▶ [DIRECTION]:
Copy the stretch of entries from the line containing "of the exposed" through the end of the entries, keeping every line unchanged.

▶ [INPUT]:
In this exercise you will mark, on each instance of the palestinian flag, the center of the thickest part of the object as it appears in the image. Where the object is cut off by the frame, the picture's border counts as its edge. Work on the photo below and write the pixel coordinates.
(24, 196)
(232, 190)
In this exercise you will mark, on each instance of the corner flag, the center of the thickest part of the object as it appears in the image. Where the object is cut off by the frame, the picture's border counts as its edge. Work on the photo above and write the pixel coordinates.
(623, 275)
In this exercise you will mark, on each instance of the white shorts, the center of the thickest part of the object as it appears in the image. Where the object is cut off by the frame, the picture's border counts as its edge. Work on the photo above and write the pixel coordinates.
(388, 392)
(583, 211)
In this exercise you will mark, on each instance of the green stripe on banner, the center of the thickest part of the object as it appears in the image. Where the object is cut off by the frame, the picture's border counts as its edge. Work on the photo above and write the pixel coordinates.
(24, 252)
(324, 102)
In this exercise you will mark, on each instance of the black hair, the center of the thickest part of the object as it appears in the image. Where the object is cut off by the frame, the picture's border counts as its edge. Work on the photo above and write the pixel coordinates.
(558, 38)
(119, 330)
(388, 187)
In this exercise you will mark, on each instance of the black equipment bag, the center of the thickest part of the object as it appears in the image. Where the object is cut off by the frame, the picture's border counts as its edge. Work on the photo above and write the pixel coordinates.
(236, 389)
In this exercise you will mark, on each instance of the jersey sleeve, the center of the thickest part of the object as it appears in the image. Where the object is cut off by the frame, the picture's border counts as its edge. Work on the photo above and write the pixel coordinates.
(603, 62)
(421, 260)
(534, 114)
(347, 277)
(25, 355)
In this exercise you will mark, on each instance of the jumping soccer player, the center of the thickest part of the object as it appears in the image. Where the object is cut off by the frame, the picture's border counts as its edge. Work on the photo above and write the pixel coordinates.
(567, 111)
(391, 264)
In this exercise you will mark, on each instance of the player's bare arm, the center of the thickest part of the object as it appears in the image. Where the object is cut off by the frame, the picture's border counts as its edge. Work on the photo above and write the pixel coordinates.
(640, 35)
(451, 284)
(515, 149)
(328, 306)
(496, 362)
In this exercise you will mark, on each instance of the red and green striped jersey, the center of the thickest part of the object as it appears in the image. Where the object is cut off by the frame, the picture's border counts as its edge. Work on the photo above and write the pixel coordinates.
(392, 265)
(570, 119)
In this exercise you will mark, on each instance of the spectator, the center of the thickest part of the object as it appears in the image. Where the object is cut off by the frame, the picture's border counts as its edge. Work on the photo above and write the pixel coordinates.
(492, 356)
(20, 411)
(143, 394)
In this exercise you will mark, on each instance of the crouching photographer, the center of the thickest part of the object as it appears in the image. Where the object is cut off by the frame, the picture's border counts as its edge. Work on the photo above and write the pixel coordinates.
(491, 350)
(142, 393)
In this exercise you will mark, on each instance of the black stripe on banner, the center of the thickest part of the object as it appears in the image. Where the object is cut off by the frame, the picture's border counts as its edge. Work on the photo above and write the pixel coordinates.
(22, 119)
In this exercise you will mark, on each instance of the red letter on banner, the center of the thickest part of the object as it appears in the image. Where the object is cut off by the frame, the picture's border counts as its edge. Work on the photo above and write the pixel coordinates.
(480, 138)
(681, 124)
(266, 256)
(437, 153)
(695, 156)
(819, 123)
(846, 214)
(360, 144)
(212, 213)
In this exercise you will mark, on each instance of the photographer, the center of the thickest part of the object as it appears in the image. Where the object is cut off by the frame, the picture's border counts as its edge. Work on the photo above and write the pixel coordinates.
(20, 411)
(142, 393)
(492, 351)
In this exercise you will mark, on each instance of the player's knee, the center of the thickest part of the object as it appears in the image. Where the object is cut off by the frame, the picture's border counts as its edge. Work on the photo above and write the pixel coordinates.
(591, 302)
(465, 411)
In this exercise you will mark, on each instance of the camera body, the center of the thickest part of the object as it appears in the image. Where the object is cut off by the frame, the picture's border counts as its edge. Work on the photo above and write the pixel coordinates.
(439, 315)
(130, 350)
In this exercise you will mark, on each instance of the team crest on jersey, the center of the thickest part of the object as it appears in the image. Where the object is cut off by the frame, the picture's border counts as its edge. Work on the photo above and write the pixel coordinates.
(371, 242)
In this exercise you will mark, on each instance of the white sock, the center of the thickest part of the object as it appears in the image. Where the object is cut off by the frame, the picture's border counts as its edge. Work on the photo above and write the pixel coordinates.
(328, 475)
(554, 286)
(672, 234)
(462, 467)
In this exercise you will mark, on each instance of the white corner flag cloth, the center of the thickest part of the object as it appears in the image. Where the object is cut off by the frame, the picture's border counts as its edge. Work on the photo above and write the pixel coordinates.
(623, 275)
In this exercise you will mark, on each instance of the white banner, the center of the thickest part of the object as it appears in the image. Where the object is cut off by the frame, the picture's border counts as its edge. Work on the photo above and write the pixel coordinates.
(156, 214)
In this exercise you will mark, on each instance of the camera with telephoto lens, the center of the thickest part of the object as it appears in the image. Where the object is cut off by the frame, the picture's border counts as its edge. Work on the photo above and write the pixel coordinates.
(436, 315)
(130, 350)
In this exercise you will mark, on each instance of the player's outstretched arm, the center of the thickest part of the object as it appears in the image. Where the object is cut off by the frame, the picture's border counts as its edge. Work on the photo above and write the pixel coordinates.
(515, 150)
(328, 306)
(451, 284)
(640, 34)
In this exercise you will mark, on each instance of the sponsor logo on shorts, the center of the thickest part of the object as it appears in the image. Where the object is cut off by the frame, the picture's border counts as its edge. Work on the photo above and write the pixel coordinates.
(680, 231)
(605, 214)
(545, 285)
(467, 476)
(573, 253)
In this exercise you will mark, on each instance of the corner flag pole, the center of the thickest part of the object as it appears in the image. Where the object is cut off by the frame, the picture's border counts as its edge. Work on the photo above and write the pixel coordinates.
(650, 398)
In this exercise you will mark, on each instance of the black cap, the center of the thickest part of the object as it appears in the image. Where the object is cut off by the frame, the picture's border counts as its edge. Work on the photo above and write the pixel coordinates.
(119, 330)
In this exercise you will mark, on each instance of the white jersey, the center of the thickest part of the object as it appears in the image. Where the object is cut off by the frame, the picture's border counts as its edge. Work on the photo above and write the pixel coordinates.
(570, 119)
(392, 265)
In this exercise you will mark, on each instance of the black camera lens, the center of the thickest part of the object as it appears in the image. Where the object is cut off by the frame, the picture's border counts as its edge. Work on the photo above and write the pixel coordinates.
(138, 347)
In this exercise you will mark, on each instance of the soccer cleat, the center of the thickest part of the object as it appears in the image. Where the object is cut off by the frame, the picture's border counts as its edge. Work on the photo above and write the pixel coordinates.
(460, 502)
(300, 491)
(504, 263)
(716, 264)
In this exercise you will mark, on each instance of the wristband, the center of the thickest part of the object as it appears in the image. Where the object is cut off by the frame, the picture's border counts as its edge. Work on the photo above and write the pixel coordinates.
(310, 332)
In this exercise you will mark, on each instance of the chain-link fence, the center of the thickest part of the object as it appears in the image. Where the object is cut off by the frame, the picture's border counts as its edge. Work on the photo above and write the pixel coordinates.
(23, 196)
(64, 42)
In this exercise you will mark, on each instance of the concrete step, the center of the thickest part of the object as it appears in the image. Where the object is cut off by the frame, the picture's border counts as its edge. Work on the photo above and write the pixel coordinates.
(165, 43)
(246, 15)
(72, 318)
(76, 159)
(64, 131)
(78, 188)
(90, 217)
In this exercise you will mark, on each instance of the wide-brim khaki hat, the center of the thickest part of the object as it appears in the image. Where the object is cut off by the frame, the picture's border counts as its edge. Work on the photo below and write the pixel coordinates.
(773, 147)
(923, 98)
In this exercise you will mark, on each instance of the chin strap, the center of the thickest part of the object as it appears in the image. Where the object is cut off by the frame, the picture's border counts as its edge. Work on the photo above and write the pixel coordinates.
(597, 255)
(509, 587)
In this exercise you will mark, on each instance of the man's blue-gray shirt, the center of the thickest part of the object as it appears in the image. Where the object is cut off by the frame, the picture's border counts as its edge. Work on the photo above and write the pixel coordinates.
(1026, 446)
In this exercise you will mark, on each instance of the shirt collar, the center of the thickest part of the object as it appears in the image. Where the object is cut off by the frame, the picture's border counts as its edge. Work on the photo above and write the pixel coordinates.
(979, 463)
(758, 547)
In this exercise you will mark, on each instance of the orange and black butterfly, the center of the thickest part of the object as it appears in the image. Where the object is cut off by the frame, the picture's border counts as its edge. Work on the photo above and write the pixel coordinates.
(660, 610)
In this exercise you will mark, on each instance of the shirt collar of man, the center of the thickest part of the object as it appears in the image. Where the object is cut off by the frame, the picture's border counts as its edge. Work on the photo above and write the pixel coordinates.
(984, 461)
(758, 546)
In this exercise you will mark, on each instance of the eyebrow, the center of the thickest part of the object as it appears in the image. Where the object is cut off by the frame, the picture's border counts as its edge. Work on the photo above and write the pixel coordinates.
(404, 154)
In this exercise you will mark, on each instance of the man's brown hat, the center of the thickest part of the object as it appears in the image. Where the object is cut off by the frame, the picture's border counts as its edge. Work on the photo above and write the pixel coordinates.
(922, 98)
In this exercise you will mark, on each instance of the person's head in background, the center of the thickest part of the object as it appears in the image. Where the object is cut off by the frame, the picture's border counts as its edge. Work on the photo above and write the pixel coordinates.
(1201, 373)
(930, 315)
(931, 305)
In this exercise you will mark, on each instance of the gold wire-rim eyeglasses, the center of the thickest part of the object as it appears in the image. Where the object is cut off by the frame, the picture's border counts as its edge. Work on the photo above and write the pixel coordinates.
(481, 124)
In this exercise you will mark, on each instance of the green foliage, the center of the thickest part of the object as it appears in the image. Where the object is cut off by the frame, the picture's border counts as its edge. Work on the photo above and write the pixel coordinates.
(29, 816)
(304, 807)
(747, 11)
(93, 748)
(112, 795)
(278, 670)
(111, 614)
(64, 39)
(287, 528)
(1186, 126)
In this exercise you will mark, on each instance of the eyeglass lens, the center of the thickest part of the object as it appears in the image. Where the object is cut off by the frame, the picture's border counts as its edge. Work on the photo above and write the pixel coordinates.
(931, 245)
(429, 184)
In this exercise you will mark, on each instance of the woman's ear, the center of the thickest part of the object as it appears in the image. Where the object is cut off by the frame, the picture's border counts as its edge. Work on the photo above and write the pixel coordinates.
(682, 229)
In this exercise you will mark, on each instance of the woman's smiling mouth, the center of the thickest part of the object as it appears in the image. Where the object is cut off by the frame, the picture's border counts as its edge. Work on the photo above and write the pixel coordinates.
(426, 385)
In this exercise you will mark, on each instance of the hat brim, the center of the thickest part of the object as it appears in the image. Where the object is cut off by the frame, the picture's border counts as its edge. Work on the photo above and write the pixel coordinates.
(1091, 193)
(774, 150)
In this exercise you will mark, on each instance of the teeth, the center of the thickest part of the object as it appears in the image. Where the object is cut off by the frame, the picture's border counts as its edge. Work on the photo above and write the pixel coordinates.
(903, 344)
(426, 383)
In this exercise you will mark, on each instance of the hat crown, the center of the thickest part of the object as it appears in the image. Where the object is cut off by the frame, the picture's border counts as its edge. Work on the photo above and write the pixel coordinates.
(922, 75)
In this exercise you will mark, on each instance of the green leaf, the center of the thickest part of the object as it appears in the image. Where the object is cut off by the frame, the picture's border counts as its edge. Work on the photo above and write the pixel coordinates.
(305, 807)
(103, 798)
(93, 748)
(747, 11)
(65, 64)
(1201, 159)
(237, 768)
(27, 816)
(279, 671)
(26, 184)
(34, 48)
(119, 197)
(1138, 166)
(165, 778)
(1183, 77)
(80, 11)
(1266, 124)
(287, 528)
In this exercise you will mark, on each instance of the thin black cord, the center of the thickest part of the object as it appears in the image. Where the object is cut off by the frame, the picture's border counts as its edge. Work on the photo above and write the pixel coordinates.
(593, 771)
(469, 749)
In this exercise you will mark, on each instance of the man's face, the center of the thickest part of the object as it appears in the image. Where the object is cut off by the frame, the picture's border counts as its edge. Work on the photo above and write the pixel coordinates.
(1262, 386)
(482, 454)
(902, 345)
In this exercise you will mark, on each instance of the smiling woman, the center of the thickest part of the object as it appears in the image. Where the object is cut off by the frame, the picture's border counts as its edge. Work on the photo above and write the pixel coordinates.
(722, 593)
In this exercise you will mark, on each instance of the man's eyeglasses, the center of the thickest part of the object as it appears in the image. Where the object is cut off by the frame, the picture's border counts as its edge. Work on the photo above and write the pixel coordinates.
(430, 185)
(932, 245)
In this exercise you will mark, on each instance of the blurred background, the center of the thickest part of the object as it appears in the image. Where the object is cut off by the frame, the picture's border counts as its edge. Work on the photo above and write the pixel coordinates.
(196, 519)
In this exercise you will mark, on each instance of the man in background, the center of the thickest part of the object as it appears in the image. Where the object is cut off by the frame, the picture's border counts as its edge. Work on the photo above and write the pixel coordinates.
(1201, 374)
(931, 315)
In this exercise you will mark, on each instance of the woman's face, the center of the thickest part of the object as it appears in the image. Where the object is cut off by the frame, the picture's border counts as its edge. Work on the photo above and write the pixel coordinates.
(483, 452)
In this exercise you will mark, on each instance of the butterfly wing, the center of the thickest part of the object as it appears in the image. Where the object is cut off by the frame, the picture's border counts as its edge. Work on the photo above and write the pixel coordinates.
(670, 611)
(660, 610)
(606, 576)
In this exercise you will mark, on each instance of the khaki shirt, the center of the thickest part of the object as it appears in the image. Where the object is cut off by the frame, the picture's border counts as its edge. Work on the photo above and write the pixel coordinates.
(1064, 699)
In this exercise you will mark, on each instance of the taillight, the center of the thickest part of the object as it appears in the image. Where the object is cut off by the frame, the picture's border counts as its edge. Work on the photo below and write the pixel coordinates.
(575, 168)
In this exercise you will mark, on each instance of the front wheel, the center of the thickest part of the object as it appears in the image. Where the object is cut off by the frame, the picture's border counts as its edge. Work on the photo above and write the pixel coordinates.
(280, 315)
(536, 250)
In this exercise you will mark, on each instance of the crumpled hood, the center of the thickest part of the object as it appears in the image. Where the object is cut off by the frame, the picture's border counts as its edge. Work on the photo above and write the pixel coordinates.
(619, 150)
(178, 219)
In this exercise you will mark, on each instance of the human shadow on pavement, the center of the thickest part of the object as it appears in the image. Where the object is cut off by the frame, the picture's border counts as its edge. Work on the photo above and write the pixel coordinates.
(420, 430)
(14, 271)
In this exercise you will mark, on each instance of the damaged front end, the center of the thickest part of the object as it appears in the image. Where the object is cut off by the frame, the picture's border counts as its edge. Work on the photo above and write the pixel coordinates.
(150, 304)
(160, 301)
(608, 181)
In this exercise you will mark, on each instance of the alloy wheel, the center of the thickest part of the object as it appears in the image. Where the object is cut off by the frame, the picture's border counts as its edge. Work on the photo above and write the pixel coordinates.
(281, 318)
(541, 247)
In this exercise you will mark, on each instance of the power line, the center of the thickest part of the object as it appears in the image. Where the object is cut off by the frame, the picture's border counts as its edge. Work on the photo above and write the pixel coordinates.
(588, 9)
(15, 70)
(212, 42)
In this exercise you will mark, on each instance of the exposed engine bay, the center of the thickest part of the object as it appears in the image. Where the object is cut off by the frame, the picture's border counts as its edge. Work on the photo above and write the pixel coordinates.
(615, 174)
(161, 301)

▶ [FINAL ANSWER]:
In this exercise you will mark, on each instance of the exposed engine bay, the center of the thickest part of the object as it appears in the image. Where the object is cut off by the frame, the picture's border counts as its edge. Work on the photo above and write the pixel coordinates.
(615, 174)
(161, 301)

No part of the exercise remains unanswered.